§ **Problem set**:
• a. Answer these questions about the frac plug excerpt, with each answer on its own line and marked the same way.
(i) What can be lost through the frac plug while the sealing ball is pumped downwardly from the surface?
(ii) In what kind of wells can the sealing ball drift away from the packer even when it is run in with the packer?
(iii) What tendency can the dropped portion of a partially drilled tool have when the drill engages it?
• b. Duplicate the part of the frac plug excerpt starting at "Another object of" and ending at "of the well.".

§ **Excerpt provided**:
================

One way to seal the frac plug is to drop the sealing ball from the
surface after the packer is set. Although ultimately the ball will
reach the ball seat and the frac plug will perform its desired
function, it takes time for the sealing ball to reach the ball
seat, and as the ball is pumped downwardly a substantial amount of
fluid can be lost through the frac plug.
The ball may also be run into the well with the packer. Fluid loss
and lost time to get the ball seated can still be a problem,
however, especially in deviated wells. Some wells are deviated to
such an extent that even though the ball is run into the well with
the packer, the sealing ball can drift away from the packer as it
is lowered into the well through the deviated portions thereof As
is well known, some wells deviate such that they become horizontal
or at some portions may even angle slightly upwardly. In those
cases, the sealing ball can be separated from the packer a great
distance in the well. Thus, a large amount of fluid and time is
taken to get the sealing ball moved to the ball seat, so that the
frac plug seals the well to prevent flow therethrough. Thus, while
standard frac plugs work well, there is a need for a frac plug
which will allow for flow therethrough until it is set in the well
and the sealing ball engages the ball seat, but that can be set
with a minimal amount of fluid loss and loss of time. The present
invention meets that need.
Another object of the present invention is to provide a downhole
tool that will not spin as it is drilled out. When the drillable
tools described herein are drilled out, the lower portion of the
tool being drilled out will be displaced downwardly in the well
once the upper portion of the tool is drilled through. If there is
another tool in the well therebelow, the portion of the partially
drilled tool will be displaced downwardly in the well and will
engage the tool therebelow. As the drill is lowered into the well
and engages the portion of the tool that has dropped in the well,
that portion of the tool sometimes has a tendency to spin and thus
can take longer than is desired to drill out. Thus, there is a need
for a downhole tool which will not spin when an undrilled portion
of that tool engages another tool in the well as it is being
drilled out of the well.

================

§ **Given information**:
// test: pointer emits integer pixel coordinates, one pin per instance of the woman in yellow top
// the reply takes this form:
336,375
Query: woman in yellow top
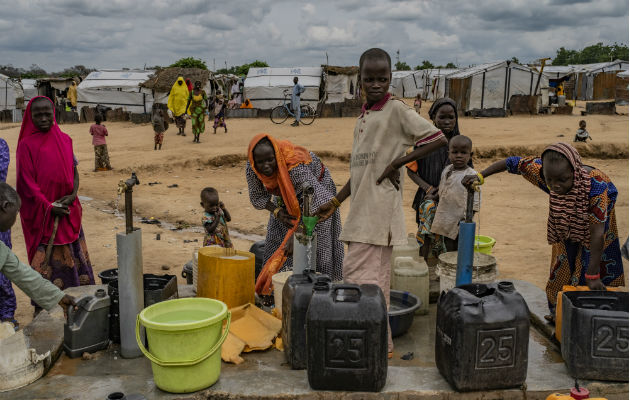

================

§ **Responses for each task**:
• a.
(i) A substantial amount of fluid.
(ii) Deviated wells.
(iii) It can spin.

• b.
Another object of the present invention is to provide a downhole
tool that will not spin as it is drilled out. When the drillable
tools described herein are drilled out, the lower portion of the
tool being drilled out will be displaced downwardly in the well
once the upper portion of the tool is drilled through. If there is
another tool in the well therebelow, the portion of the partially
drilled tool will be displaced downwardly in the well and will
engage the tool therebelow. As the drill is lowered into the well
and engages the portion of the tool that has dropped in the well,
that portion of the tool sometimes has a tendency to spin and thus
can take longer than is desired to drill out. Thus, there is a need
for a downhole tool which will not spin when an undrilled portion
of that tool engages another tool in the well as it is being
drilled out of the well.